[Start MATERIAL TO PROCESS]

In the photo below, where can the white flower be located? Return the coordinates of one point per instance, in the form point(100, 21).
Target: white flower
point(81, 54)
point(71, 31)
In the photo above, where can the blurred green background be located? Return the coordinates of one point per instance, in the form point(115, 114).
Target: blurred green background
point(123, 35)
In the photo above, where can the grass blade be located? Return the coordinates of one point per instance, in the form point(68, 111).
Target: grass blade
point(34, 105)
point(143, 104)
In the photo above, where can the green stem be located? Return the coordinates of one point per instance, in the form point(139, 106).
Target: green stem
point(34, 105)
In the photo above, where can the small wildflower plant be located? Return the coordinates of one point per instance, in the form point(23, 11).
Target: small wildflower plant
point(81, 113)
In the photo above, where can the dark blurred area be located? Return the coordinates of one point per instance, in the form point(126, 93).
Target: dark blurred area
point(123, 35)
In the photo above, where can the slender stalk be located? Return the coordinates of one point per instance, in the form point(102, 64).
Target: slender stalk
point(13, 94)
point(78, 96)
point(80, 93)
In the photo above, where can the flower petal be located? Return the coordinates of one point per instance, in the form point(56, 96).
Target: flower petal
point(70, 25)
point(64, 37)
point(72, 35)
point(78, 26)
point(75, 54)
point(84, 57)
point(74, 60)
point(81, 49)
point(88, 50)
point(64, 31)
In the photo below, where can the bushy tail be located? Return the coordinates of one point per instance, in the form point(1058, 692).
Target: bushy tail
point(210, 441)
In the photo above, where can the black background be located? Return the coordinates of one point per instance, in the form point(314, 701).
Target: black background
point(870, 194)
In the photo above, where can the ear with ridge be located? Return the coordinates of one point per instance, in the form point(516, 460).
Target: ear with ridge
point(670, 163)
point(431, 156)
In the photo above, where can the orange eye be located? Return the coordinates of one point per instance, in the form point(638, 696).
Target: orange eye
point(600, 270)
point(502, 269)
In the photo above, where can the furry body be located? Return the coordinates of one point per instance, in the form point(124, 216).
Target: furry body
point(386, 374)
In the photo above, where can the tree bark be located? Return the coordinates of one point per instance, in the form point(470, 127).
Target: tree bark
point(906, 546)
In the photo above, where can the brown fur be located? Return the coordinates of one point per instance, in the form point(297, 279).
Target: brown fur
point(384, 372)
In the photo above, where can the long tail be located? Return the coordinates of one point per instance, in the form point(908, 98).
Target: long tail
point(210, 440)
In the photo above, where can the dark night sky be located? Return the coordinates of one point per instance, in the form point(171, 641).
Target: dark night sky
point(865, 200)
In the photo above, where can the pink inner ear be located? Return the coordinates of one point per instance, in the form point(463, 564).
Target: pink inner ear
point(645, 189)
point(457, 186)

[End MATERIAL TO PROCESS]

TASK TO CARRY OUT
Could you reproduce the rows above word for word, starting at the very first one and ending at the line containing "point(143, 104)", with both of those included?

TASK SOLUTION
In the photo below, where can the white flower be located? Return the coordinates of one point per instance, in the form point(100, 21).
Target: white flower
point(81, 54)
point(71, 31)
In the photo above, where can the blurred green background be located? Return the coordinates of one point per instance, in the form point(115, 114).
Target: blurred green background
point(123, 35)
In the photo above, where can the grass blade be located? Return the coordinates of one point per instance, in the form point(68, 111).
Target: grass blade
point(34, 105)
point(143, 104)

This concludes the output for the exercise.